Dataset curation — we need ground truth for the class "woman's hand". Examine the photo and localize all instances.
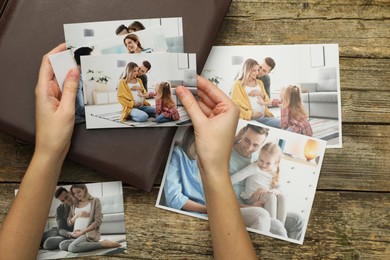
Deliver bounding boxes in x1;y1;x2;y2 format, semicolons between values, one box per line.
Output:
176;76;240;172
176;76;256;259
35;44;80;159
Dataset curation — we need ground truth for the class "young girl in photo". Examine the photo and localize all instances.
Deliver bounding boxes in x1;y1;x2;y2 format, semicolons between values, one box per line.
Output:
231;142;287;224
280;85;313;136
155;82;180;123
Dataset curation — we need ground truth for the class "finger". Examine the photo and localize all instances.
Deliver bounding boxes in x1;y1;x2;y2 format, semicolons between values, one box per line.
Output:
197;76;229;103
198;101;213;117
60;68;80;112
176;86;205;126
39;43;66;82
197;90;216;108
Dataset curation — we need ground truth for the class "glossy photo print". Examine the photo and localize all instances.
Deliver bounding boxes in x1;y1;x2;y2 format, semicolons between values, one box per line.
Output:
15;181;127;260
64;17;184;55
202;44;342;148
156;120;326;244
81;53;197;129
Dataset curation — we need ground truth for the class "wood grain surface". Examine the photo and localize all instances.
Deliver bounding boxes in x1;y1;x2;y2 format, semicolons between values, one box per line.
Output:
0;0;390;260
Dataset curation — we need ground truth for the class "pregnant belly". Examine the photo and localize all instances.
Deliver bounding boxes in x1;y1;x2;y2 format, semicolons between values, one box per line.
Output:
73;218;89;230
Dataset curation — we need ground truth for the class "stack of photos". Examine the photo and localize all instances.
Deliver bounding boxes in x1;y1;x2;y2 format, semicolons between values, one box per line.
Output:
15;181;127;259
156;119;326;244
48;18;342;246
49;17;197;129
202;44;342;148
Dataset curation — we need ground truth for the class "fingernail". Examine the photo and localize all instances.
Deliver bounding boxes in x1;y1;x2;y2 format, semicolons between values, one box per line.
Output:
68;68;79;78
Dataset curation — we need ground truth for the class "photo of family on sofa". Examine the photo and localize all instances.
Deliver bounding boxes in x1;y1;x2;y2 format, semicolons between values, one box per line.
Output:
156;120;326;244
32;182;127;259
202;45;341;147
75;50;196;129
64;17;184;55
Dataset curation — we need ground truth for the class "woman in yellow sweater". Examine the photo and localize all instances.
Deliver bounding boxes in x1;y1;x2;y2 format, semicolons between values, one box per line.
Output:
231;59;280;128
117;62;156;122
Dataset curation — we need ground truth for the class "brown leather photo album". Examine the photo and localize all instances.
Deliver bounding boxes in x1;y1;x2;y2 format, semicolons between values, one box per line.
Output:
0;0;231;191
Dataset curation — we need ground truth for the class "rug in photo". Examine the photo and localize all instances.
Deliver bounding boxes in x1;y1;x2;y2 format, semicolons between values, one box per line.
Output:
202;44;342;148
15;181;127;260
156;120;326;244
64;17;184;55
81;53;197;129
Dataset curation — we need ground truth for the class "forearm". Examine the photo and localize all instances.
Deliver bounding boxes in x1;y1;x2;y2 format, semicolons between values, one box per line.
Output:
0;149;64;259
201;167;257;259
182;200;207;214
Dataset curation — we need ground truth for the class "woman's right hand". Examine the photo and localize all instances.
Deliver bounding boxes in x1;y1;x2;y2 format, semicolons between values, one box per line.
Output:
176;76;240;173
134;102;142;108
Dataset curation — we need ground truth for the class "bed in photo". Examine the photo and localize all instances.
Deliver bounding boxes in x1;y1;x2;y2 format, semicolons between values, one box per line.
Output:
202;44;342;148
156;120;326;244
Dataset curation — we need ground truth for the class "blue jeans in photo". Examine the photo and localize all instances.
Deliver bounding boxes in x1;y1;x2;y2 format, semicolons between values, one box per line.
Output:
257;117;280;129
130;106;156;122
156;114;173;123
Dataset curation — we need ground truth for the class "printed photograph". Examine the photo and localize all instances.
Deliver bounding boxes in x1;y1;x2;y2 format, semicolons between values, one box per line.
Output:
202;44;342;148
156;119;326;244
64;17;184;54
15;181;127;259
81;53;197;129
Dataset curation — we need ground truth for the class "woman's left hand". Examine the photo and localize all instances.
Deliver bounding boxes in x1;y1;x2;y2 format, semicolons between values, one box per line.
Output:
35;44;80;158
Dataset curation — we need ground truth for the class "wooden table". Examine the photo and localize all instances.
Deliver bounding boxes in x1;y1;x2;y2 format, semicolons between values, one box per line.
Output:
0;0;390;259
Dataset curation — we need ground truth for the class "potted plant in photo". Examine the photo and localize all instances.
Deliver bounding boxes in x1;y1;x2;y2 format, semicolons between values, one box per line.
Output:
87;69;111;91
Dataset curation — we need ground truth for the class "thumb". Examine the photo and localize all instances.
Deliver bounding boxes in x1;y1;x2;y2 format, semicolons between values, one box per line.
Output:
60;68;80;109
176;86;205;126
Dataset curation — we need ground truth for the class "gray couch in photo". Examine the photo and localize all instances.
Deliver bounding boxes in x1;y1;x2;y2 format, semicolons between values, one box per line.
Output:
300;67;339;119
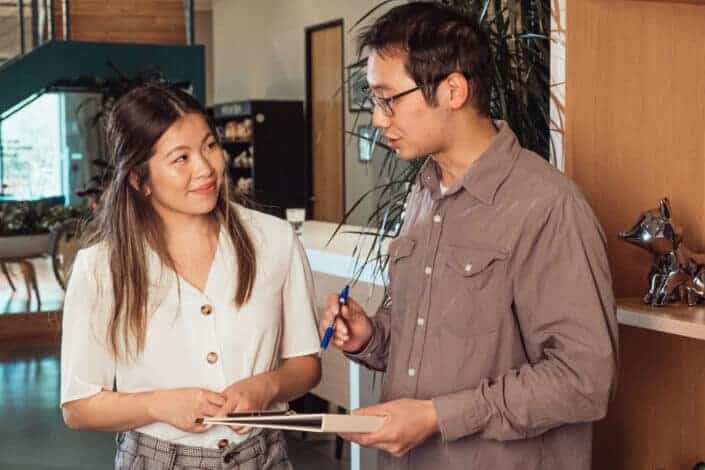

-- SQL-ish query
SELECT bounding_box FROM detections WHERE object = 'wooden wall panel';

[566,0,705,297]
[566,0,705,470]
[592,326,705,470]
[54,0,186,44]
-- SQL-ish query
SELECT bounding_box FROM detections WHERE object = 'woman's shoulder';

[72,242,109,275]
[235,204,294,246]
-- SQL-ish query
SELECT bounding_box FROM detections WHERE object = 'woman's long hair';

[86,84,256,359]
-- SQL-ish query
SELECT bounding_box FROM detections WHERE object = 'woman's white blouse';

[61,206,319,448]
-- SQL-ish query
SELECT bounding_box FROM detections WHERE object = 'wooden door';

[306,21,345,223]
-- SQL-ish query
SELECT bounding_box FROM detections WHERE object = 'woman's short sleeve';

[61,247,115,406]
[281,234,320,358]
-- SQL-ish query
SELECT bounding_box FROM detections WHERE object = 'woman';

[61,85,320,469]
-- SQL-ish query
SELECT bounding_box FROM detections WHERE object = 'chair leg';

[0,263,17,292]
[19,260,42,310]
[335,406,345,460]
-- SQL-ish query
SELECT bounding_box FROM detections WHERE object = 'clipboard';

[196,411,383,433]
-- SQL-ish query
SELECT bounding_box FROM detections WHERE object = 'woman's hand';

[218,372,278,434]
[149,388,227,432]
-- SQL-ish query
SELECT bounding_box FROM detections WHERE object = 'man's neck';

[431,118,498,187]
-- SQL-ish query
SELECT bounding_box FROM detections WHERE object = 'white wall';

[212,0,394,225]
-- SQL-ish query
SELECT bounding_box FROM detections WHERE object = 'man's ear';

[129,171,152,197]
[445,72,472,109]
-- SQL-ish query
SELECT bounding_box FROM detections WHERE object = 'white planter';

[0,233,49,259]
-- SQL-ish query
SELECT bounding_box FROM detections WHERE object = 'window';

[0,93,65,200]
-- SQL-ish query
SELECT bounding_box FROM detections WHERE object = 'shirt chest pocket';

[444,246,507,291]
[436,246,509,337]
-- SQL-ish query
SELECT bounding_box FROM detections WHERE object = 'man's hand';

[318,294,372,353]
[340,399,439,457]
[217,373,277,434]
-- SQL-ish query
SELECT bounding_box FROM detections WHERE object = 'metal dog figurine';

[619,198,705,307]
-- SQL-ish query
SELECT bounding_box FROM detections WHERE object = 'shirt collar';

[419,121,521,204]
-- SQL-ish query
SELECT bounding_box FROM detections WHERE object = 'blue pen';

_Exercise_. Rewrite every one of the records with "bounding boxes" changed to "box coordinates" and everything else left as it is. Omit the pictures from your answer.

_Expected output_.
Dataset curation — we need ground truth for the class "woman's hand". Examine the photo and localize all instances.
Deliver box coordinates in x1;y1;x2;y2 format, semicolons between values, one box per line.
Output:
176;76;240;172
176;76;256;259
35;44;80;159
Dataset curation — we need ground truth for the class "young girl in photo". Examine the photo and localize all instances.
Deliver box coordinates in x1;y1;x2;y2 format, semicolons between values, one box per line.
Output:
231;142;287;224
280;85;313;136
155;82;180;123
Dataset curation — we need ground truth for the class "finger". Examine the photo and localize all instances.
Deliver box coordinates in x1;y1;x2;y2 format, semicolons between values, one box per line.
Output:
197;76;229;103
198;101;213;117
60;68;80;112
176;86;205;126
39;43;66;82
197;90;216;108
Dataset curation — we need ground truth for the class "glossy photo print". Examine the photo and localize all instances.
Deliver box coordinates in x1;y1;x2;y2 format, semicolons between values, one box per line.
Output:
15;181;127;260
64;17;184;55
202;44;342;148
156;120;326;244
81;53;197;129
Dataset curation — we need ground truth for the class "wood grain surface". Examine the photo and localize all instances.
Deliver box coordinates in x1;y1;x2;y2 format, semicolons between values, one box per line.
Output:
0;0;390;260
Dataset curation — we need ground truth for the class "pregnant belly". Examine the photo and localize all instances.
Deliver box coordinates in x1;y1;x2;y2 format, semicolons between values, one box per line.
Output:
73;218;89;230
Dataset curation — we need ground truth for the class "stack of photos". Examine the photo and localize all instances.
Deliver box coordinates in x1;y1;x2;y2 format, semicolons between values, one box per line.
Output:
15;181;127;259
156;119;326;244
48;18;342;246
49;17;197;129
202;44;342;148
Dataset curation — we need ground truth for the class "fingernail". Examine the photo and localize all instances.
Deliver box coordinates in x1;y1;x2;y2 format, semicolons between values, one box per line.
Output:
68;68;79;78
Dataset curation — we need ground truth for the class "photo of family on sofa". Examine the photo and localize all instances.
Deliver box coordinates in x1;y1;x2;y2 format, semicolons between values, one box per line.
Output:
156;120;326;244
32;182;127;259
202;45;341;147
75;50;196;129
64;17;184;55
Dataset curation — we need ground truth for the class "woman in yellow sweater". Examine the photo and localize all instances.
Deliver box coordinates in x1;y1;x2;y2 format, semicolons between values, one box per line.
Output:
231;59;280;128
117;62;156;122
Dataset curation — we need ground truth for the class "brown leather photo album". Examine the photo and localize all instances.
Deliver box coordinates in x1;y1;x2;y2 format, semicolons between values, one box per line.
Output:
0;0;231;191
Dataset curation — we need ground truth for the class "rug in photo". Examine the photo and localize all instances.
Deliver box coordinates in x1;y1;x2;y2 format, semicolons between values, one box per line.
Output:
202;44;342;148
15;181;127;260
156;120;326;244
64;17;184;55
81;53;197;129
Dataset curation — we need ground truth for the class "forearm". Examine the photo and localize all instances.
Deliver box coordinates in x1;y1;x2;y2 format, semicolons between values, one box per line.
Output:
0;149;64;259
201;167;257;259
182;200;207;214
Dataset curation — we need ground truth for the class "woman's right hand". Examine the photo and localize all instances.
Deliver box coordinates in x1;y1;x2;y2 format, semicolons between values, one box per line.
Output:
176;76;240;173
134;102;142;108
Dataset curation — we need ground truth for the class "bed in photo". Examine the photo and localize all instances.
Deliver box coordinates in x1;y1;x2;y2 format, semicolons between values, one box per line.
Output:
202;44;342;148
156;120;326;244
Dataset curation — we need ground truth for the class "blue jeans in photo". Examine the photo and localize all instances.
Deliver box coordinates in x1;y1;x2;y2 format, semicolons between values, one box per line.
Output:
257;117;280;129
130;106;156;122
156;114;173;123
Dataset curation — we need ground truth for the class "printed photograph". Examine the photo and localize all instances.
Deliver box coordinates in x1;y1;x2;y2 format, semicolons between values, one box per line.
Output:
202;44;342;148
156;119;326;244
64;17;184;54
15;181;127;259
81;53;197;129
Dataset curation — we need ground truth for the class "woman's left hand". Examine the photo and localize all instances.
Deliver box coordinates in x1;y1;x2;y2 format, semicolons between values, one box per line.
Output:
35;44;80;158
Dataset curation — we need ground truth for the class "wooden table". Examine the photo and localize all instances.
Deliver box coordinates in x1;y1;x2;y2 format, semicolons between values, one box per line.
Output:
0;0;390;259
Dataset curation — we need ground truth for the class "potted plant in photo". Examine the photo and localize all instances.
Deliver box coordinates in x1;y1;x2;y2 format, semicolons between values, one box per line.
Output:
87;69;111;91
Dataset curation — we need ground truth for the class "thumb". Examine the photo and localize all instances.
Deliver box coordinates in x1;y1;x2;y2 format, semicolons between values, one box per line.
Output:
60;68;80;109
176;86;205;126
Dataset curation — we need ground truth for the class "gray couch in photo". Examine the photo and localize all instances.
Deliver box coordinates in x1;y1;x2;y2 format, semicolons between values, one box per line.
Output:
300;67;339;119

-- SQL-ish query
SELECT bounding_box FROM detections WHERE object = 'wooden wall panel';

[566,0,705,297]
[566,0,705,470]
[592,326,705,470]
[54,0,186,44]
-- SQL-ish query
SELECT bounding_box FROM detections WHERE object = 'woman's shoulder';

[72,242,109,275]
[235,204,294,246]
-- SQL-ish query
SELECT bounding_box FROM detections WHERE object = 'woman's long hair';

[86,84,256,359]
-- SQL-ish query
SELECT bounding_box FROM detections WHERE object = 'woman's white blouse';

[61,206,319,448]
-- SQL-ish query
SELECT bounding_box FROM detections WHERE object = 'wooden door';

[306,21,345,223]
-- SQL-ish query
SELECT bounding_box FROM detections WHERE object = 'woman's short sleeve';

[61,247,115,406]
[281,234,320,358]
-- SQL-ish query
SELECT bounding_box FROM detections WHERE object = 'woman';

[61,85,320,469]
-- SQL-ish query
SELECT bounding_box FROM detections WHERE object = 'chair leg';

[0,263,17,292]
[19,260,42,310]
[335,406,345,460]
-- SQL-ish query
SELECT bounding_box FROM detections WHERE object = 'clipboard';

[196,411,383,433]
-- SQL-ish query
SELECT bounding_box FROM detections WHERE object = 'woman's hand';

[218,372,278,434]
[149,388,227,432]
-- SQL-ish query
SELECT bounding_box FROM detections WHERE object = 'man's neck';

[431,118,498,187]
-- SQL-ish query
SELECT bounding_box FROM detections WHERE object = 'white wall';

[212,0,394,225]
-- SQL-ish query
SELECT bounding_box FROM detections WHERE object = 'man's ear';

[129,171,152,197]
[445,72,472,109]
-- SQL-ish query
SELECT bounding_box FROM detections WHERE object = 'white planter';

[0,233,49,259]
-- SQL-ish query
SELECT bounding_box FROM detections WHERE object = 'window';

[0,93,65,200]
-- SQL-ish query
SELECT bounding_box FROM detections WHERE object = 'shirt chest pocket';

[444,246,507,291]
[436,246,509,337]
-- SQL-ish query
SELECT bounding_box FROM detections WHERE object = 'man's hand';

[318,294,372,353]
[340,399,439,457]
[217,373,277,434]
-- SQL-ish query
SELECT bounding_box FROM detections WHERE object = 'metal dog figurine';

[619,198,705,307]
-- SQL-ish query
SELECT bounding_box FROM detections WHERE object = 'shirt collar';

[419,121,521,204]
-- SQL-ish query
SELECT bounding_box FROM detections WHERE object = 'blue pen';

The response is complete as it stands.